— What needs to be done —
Lines from the line with "Target: horse tail" to the line with "Target: brown horse" in the entries below, and only those, must be output exactly, with both ends included.

— Record excerpts —
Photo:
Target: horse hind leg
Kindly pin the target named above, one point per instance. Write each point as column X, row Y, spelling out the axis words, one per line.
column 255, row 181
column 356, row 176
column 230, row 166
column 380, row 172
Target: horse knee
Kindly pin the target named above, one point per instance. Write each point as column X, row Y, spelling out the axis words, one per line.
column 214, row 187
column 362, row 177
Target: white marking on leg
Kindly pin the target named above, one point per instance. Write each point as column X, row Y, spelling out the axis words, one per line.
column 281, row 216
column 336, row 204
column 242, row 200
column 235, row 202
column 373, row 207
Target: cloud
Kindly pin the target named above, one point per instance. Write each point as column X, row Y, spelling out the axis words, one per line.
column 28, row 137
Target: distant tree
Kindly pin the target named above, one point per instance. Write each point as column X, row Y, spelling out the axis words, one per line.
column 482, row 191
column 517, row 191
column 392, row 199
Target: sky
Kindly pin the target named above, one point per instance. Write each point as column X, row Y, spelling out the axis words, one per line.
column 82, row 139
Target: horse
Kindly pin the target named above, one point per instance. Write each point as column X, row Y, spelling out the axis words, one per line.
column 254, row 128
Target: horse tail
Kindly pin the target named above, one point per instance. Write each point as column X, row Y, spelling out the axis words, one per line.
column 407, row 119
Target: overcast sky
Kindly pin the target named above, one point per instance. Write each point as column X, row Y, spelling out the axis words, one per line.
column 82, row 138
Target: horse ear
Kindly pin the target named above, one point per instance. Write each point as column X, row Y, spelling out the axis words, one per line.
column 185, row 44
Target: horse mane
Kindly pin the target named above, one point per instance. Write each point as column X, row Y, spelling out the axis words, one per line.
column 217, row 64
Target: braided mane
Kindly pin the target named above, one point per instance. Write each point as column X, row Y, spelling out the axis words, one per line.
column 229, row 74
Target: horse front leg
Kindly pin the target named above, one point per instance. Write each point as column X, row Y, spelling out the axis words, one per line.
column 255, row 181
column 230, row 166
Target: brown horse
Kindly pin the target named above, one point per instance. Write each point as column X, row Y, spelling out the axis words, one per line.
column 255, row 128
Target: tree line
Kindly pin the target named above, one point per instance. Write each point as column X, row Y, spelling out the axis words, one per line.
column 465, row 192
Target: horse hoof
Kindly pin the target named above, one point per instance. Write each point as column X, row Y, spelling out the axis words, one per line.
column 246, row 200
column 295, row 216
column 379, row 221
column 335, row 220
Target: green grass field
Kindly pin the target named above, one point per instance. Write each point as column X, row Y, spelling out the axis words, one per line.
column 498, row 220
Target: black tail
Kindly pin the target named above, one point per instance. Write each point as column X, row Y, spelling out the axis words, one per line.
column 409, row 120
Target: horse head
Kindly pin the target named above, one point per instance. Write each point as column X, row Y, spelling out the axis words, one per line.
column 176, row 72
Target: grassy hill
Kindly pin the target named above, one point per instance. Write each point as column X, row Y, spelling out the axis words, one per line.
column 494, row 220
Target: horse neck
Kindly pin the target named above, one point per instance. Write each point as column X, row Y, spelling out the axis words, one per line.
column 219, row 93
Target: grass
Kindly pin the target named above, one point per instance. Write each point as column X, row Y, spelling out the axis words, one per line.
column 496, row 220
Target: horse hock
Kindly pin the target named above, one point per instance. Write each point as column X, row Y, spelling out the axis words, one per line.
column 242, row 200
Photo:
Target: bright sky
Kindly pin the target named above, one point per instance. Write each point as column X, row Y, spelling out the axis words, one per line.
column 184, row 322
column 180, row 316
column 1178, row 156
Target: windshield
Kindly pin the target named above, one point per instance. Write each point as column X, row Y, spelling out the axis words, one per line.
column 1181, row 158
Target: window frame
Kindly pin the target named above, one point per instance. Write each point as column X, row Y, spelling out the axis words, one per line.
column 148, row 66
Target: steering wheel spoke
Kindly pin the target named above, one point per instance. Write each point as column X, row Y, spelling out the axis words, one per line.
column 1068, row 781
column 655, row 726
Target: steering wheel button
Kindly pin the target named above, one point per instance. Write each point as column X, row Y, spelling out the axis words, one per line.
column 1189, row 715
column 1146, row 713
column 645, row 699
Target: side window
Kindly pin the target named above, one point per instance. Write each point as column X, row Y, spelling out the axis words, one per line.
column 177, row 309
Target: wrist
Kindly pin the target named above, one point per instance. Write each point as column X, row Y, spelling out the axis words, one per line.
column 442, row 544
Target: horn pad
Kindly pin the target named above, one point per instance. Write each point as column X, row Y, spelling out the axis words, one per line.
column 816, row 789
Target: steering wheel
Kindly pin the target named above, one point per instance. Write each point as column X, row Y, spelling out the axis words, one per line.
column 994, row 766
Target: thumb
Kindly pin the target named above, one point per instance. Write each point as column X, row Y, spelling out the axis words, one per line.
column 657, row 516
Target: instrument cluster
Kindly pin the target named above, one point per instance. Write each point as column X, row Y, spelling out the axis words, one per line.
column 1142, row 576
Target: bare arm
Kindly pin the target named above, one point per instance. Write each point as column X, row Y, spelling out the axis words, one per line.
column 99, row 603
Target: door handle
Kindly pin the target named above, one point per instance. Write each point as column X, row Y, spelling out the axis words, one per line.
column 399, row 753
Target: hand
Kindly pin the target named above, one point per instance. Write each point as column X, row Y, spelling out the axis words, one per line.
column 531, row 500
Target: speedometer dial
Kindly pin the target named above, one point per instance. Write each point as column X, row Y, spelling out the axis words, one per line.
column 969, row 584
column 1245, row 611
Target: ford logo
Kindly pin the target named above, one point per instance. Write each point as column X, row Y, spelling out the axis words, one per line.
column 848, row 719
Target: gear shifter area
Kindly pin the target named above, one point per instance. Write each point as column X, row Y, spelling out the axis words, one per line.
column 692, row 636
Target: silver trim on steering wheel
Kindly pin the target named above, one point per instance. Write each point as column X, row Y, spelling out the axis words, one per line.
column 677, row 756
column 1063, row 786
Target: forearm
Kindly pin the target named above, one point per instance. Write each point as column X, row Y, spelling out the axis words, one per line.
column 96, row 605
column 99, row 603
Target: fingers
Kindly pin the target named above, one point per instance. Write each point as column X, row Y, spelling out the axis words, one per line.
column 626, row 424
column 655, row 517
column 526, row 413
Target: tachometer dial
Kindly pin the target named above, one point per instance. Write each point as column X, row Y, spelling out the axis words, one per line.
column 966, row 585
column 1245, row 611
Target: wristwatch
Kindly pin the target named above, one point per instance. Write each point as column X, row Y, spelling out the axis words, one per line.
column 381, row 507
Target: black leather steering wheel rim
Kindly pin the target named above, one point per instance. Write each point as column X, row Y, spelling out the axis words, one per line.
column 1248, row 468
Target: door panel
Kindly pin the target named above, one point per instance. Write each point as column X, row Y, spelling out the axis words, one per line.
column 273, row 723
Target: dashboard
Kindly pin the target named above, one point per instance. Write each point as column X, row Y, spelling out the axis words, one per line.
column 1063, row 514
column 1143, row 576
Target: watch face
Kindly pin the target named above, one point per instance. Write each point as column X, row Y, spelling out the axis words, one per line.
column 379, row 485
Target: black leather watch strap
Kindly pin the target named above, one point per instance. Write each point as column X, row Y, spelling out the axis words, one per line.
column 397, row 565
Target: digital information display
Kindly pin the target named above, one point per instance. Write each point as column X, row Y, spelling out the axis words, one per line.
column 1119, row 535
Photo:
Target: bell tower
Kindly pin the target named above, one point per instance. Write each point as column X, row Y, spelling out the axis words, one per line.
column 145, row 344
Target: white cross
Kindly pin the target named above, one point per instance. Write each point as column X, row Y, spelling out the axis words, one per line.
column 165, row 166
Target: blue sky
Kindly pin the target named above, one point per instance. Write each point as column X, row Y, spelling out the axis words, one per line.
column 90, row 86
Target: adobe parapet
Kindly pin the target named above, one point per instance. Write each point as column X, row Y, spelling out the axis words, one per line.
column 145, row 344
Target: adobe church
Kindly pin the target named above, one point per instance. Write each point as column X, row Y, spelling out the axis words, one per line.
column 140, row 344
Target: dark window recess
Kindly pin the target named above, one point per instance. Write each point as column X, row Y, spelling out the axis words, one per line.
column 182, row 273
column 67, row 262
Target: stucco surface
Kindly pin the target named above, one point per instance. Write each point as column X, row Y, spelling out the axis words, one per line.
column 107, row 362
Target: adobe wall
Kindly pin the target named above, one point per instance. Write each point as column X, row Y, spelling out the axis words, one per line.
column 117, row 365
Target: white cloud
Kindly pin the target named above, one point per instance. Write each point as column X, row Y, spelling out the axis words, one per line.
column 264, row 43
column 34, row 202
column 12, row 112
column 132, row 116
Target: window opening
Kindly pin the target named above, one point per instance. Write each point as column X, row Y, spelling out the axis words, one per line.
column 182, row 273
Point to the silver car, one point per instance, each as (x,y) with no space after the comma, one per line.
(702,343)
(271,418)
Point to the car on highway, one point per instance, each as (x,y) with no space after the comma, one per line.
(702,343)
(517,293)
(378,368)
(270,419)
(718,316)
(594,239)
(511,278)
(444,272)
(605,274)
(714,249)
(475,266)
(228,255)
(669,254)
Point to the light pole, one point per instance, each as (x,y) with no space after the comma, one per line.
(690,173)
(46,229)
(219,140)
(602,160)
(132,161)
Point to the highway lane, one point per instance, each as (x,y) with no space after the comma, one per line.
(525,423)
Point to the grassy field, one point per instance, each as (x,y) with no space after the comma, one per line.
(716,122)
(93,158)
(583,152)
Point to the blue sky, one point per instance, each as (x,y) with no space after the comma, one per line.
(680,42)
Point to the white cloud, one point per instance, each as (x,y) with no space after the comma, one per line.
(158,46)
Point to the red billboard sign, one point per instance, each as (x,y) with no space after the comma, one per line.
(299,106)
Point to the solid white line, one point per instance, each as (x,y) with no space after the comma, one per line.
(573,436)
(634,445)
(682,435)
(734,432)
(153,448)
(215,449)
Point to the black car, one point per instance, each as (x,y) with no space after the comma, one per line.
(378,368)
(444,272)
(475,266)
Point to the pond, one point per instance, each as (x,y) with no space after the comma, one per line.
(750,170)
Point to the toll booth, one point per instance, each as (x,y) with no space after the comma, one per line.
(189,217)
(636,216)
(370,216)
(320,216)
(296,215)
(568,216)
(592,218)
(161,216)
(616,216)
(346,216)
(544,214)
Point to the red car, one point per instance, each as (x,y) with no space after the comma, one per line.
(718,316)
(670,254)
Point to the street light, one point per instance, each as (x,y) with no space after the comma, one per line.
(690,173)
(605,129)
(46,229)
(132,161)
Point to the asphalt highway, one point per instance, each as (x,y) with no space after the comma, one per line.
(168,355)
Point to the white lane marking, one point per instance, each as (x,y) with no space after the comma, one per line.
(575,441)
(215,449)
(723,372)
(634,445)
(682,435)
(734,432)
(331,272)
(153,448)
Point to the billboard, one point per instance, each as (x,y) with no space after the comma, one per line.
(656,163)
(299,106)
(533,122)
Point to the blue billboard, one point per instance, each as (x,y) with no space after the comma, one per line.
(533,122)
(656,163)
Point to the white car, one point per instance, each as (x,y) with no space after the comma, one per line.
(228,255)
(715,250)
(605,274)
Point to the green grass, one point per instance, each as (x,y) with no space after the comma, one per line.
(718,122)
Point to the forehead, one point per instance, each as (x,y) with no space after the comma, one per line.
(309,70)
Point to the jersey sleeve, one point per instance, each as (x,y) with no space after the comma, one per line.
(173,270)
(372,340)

— Result of the task —
Target: horse tail
Kindly pin the target named above, one point per instance. Write each point as column X, row Y, spelling out the axis words, one per line.
column 407, row 119
Target: overcast sky
Kindly pin the target named above, one point per instance. Write each point as column X, row Y, spelling out the axis words, one per line.
column 82, row 138
Target: horse ear
Kindly pin the target named above, one point per instance. Write each point as column X, row Y, spelling out the axis words, one per line.
column 185, row 44
Target: horse mane
Kindly pin the target named above, one point per instance. Write each point as column X, row Y, spelling out the axis words, one per line.
column 217, row 64
Target: braided mane
Kindly pin the target named above, one point per instance. Write each point as column X, row Y, spelling out the axis words, one per line.
column 229, row 74
Target: horse front leg
Kindly pin the target named above, one point per instance. Write each point as column X, row Y, spelling out the axis words, one per line.
column 255, row 181
column 230, row 166
Target: brown horse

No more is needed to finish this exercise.